> Tarefas:
(1) Responda, com base no texto sobre tio Jango:
(a) Para qual cidade a locomove fornecia luz?
(b) Em que dias da semana tio Juca atendia no consultório?
(c) Qual dos filhos de tio Jango herdou a habilidade de seleiro?
(2) Transcreva fielmente o texto sobre tio Jango, tudo desde "A locomove era" até "falar tão alto.".

> Trecho do texto:
▼
Tio Jango sempre falou muito alto. Quando eu e Carlito
viajávamos com o caminhão de papai íamos para Londrina via Palmeira, ao invés
de irmos pela Estrada do Cerne. Passávamos pela fábrica cumprimentar tio Chico
e os primos. Algumas vezes escutávamos tio Jango falar, até da sua casa, a primeira
casa. Elói brincava: “Jango está cochichando!”. Se ele cochichava com altos
decibéis, imaginem falando alto.
Nonno gerenciava o engenho do Central e tio Jango assumiu
este trabalho após o falecimento de Nonno. E lá havia uma locomove que fornecia
luz para Morretes. A luz era tão fraca que muitas vezes era preciso acender um
palito de fósforo para ver se a lâmpada estava acesa.
A locomove era uma caldeira que girava uma polia que fazia
girar o gerador de eletricidade. Era barulhenta e tio Jango todas as noites ia
jogar “três sete”, ou “21”, com o guardião do engenho que também cuidava do bom
funcionamento da locomove. Precisavam conversar aos gritos. Esse era o motivo,
diziam os irmãos, de ele falar tão alto.
O “três sete” era o jogo preferido dos amigos no Central.
Tio Juca mantinha um consultório em Morretes, onde atendia nas segundas e
terças feiras. “Descia” pelo domingo pela manhã pelo expresso ia para nossa casa
para almoçar e em seguida, com papai, iam para o Central. Lá se reuniam com tio
Jango, tio Tonico que de inicio morava num dos sobrados, ao lado do sobrado em
que morava tia Maria Sotta Malucelli, irmão de Nonna (mais tarde ele construiu
a casa na reta do Porto de Cima). Também eram parceiros os irmãos Tonico e
Jango Valério. O outro parceiro certo era o Sebastião Malucelli, filho de tia
Maria. Depois de Sebastião construir uma casa e se mudar para a Vila Santo Antonio,
Giocondo Malucelli, filho de tia Felícia e tio Joanim, passou a ocupar a casa e
assumiu a vaga deixada pelo Sebastião.
Havia um paiol ao lado da casa. E era onde estava a oficina
de selaria de tio Jango. Dos filhos de tio Jango, pelo que eu me lembro, foi
Beto que herdou a habilidade de seleiro. De fazer peças de arreio e também, de consertar.
▲
> Linhas apresentadas:
▼
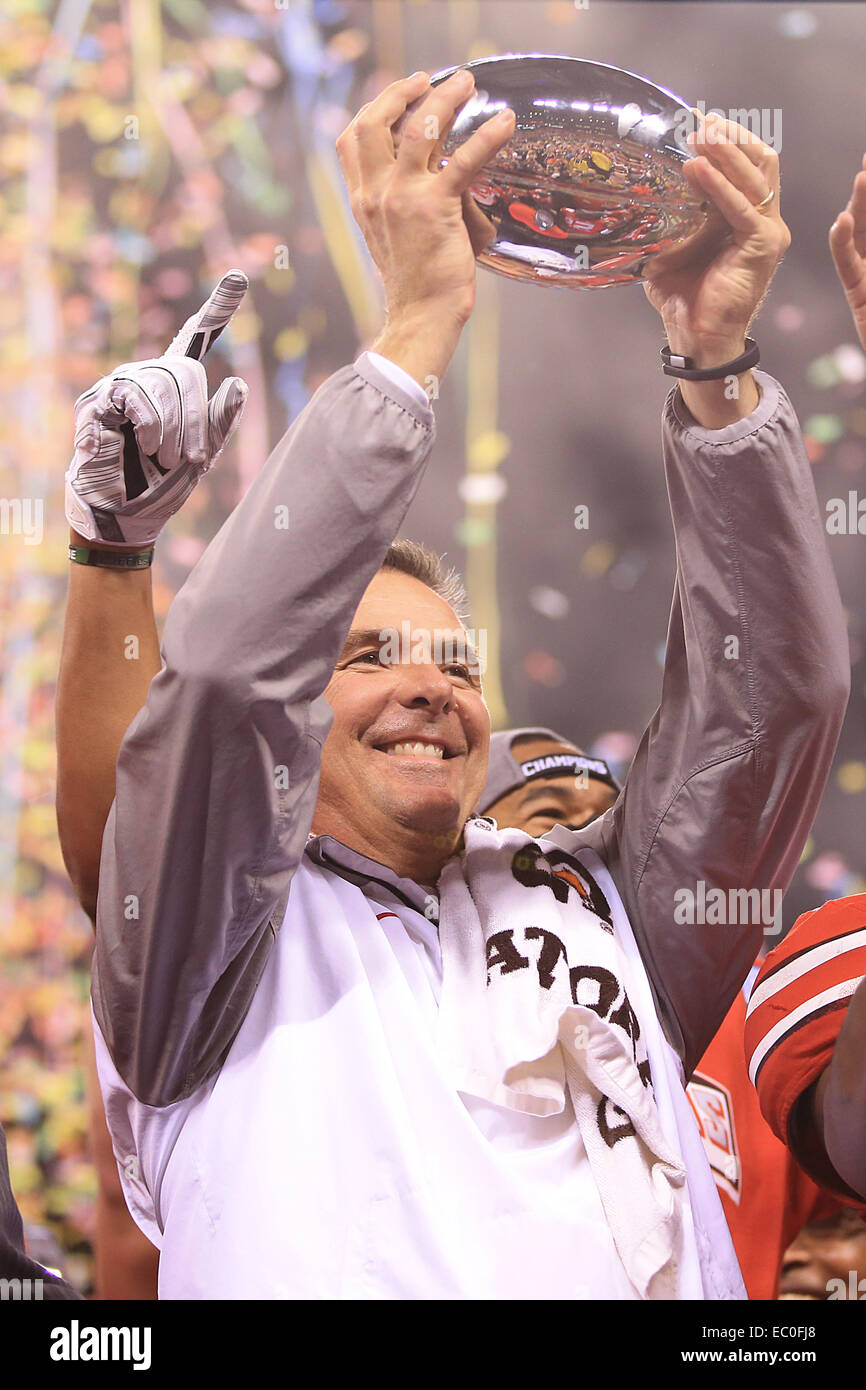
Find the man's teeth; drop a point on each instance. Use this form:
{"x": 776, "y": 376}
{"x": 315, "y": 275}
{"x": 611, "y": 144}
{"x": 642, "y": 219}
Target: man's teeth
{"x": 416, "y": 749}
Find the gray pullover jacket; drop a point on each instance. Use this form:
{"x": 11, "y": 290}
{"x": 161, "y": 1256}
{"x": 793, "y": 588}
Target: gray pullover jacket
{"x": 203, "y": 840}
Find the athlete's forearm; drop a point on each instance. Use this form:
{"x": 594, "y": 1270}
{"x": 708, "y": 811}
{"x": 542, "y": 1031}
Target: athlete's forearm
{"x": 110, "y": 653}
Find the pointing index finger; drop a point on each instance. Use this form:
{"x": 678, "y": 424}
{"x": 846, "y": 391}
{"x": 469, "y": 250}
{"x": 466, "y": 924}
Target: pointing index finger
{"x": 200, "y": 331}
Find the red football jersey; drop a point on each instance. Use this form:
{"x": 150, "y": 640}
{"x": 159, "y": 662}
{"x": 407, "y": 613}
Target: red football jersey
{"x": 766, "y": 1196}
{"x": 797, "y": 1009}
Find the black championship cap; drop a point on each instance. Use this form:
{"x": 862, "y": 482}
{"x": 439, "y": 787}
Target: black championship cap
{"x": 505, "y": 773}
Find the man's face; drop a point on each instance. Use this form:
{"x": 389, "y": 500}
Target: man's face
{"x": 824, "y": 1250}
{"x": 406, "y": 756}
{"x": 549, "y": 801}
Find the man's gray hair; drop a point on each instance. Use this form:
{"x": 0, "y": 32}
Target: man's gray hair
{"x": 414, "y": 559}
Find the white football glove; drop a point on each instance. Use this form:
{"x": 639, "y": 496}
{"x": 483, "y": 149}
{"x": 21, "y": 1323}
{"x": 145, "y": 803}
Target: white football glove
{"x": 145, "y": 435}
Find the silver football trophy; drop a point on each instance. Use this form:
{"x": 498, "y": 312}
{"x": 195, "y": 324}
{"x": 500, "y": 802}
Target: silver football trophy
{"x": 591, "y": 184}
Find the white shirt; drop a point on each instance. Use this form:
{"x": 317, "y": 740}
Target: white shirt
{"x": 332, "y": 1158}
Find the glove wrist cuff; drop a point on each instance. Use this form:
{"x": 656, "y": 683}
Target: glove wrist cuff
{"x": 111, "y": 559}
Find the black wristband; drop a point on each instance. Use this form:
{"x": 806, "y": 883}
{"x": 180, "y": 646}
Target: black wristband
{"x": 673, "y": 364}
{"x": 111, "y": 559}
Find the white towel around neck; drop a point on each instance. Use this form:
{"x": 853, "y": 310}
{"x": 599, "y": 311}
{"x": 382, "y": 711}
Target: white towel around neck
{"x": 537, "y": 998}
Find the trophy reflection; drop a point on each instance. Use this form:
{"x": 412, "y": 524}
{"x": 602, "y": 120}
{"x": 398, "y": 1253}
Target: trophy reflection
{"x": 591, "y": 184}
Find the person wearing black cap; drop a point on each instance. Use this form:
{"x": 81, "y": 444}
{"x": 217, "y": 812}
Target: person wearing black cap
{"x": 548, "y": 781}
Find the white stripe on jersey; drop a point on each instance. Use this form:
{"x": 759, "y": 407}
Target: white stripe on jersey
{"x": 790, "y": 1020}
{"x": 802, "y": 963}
▲
> Respostas por tarefa:
(1)
(a) Morretes.
(b) Nas segundas e terças-feiras.
(c) Beto.

(2)
A locomove era uma caldeira que girava uma polia que fazia
girar o gerador de eletricidade. Era barulhenta e tio Jango todas as noites ia
jogar “três sete”, ou “21”, com o guardião do engenho que também cuidava do bom
funcionamento da locomove. Precisavam conversar aos gritos. Esse era o motivo,
diziam os irmãos, de ele falar tão alto.